**Problem description:** Repeat every line of the material, character for character.

════════════════

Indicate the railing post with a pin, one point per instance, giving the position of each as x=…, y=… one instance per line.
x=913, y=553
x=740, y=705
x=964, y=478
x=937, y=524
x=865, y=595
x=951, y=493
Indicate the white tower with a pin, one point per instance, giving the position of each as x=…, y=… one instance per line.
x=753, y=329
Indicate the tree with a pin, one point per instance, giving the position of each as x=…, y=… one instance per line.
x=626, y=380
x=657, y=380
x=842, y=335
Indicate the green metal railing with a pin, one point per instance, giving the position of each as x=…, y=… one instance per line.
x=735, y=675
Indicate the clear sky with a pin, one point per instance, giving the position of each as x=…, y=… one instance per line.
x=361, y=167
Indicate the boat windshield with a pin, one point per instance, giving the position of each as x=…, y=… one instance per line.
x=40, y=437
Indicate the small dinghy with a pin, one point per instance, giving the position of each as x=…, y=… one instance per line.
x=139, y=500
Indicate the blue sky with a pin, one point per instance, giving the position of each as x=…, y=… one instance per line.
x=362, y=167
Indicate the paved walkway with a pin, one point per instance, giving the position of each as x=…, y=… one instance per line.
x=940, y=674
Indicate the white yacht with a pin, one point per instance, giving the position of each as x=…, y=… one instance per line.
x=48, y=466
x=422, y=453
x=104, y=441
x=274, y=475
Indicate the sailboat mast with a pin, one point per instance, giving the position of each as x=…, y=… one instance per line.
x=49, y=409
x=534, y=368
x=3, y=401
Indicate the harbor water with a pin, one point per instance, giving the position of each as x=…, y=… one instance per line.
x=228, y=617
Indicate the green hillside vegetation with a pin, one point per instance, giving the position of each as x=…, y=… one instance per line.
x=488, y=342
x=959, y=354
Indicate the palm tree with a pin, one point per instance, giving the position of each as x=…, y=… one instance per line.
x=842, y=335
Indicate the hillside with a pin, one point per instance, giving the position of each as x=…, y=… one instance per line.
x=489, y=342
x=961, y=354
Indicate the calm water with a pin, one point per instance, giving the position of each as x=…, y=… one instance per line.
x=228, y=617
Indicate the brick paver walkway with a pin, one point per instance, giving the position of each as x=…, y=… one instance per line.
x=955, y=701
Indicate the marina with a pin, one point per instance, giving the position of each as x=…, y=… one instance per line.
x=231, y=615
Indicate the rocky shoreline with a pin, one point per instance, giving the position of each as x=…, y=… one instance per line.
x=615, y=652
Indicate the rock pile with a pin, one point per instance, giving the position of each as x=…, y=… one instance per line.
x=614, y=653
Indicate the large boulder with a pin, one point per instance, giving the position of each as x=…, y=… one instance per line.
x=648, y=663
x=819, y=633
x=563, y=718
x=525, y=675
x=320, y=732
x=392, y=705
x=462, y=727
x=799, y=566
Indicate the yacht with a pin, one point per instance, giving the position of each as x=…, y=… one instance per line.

════════════════

**Solved problem:**
Indicate the railing post with a pin, one point per instance, giving the position of each as x=…, y=… one instance per line.
x=913, y=553
x=740, y=705
x=964, y=478
x=937, y=524
x=865, y=595
x=951, y=493
Indicate the white tower with a pin, one point per instance, giving the position of each as x=…, y=… one instance per line.
x=753, y=329
Indicate the tree with a pin, one point per instance, giving the position of each as x=…, y=… one instance per line.
x=626, y=380
x=657, y=380
x=842, y=335
Indicate the green metal railing with a pin, one point per instance, giving the position of each as x=…, y=… one instance per line.
x=735, y=675
Indicate the clear sky with a pin, one point per instance, giving the position of each as x=…, y=… one instance per line.
x=361, y=167
Indicate the boat windshield with a pin, one point per instance, giving the position of each as x=…, y=… one instance per line.
x=40, y=437
Indicate the small dinghy with a pin, one point per instance, giving the position of each as x=…, y=… one instance per line.
x=139, y=500
Indicate the blue sky with a pin, one point per instance, giving the position of each as x=…, y=… one instance per line.
x=362, y=167
Indicate the paved walkway with a pin, one point per instance, giving the position of each as x=…, y=… one instance per line.
x=940, y=674
Indicate the white yacht with a pin, one point per instance, giving the position of each as x=…, y=… one instance per line.
x=48, y=466
x=422, y=453
x=104, y=441
x=274, y=475
Indicate the sailboat mast with a pin, one point per instance, giving the position of each as x=…, y=… one instance per line.
x=49, y=409
x=534, y=368
x=3, y=401
Indicate the harbor water with a pin, one point per instance, giving the position of each as x=…, y=… one instance per line.
x=228, y=617
Indicate the green hillside vegetation with a pin, one point per instance, giving the position of each as x=…, y=… one instance per line.
x=488, y=342
x=959, y=354
Indicate the palm tree with a pin, one point per instance, giving the position of each as x=…, y=… one instance per line.
x=842, y=335
Indicate the hillside with a pin, one point per instance, giving the position of each as x=…, y=… one instance per line.
x=489, y=342
x=961, y=354
Indicate the calm water with a pin, one point per instance, giving the position of each as x=…, y=… one instance per line.
x=228, y=617
Indicate the brick paver walkway with a pin, one point per instance, giving the position of each as x=…, y=… one instance per line.
x=955, y=701
Indicate the marina with a pin, one point per instance, giving the position of each as x=…, y=… one instance per line.
x=231, y=615
Indicate the rocky shoreline with a pin, one point per instance, giving the position of each as x=…, y=… one instance per line.
x=615, y=652
Indicate the rock pile with a pin, one point per instance, giving the position of each as x=…, y=… one instance per line.
x=614, y=653
Indicate the large boulder with a pin, one point per instance, giving the position of each as x=…, y=… one instance per line.
x=648, y=663
x=819, y=633
x=563, y=718
x=525, y=675
x=320, y=732
x=392, y=705
x=462, y=727
x=799, y=566
Indicate the yacht with a pin, one point per instance, giving the position of each as x=…, y=… one instance per line.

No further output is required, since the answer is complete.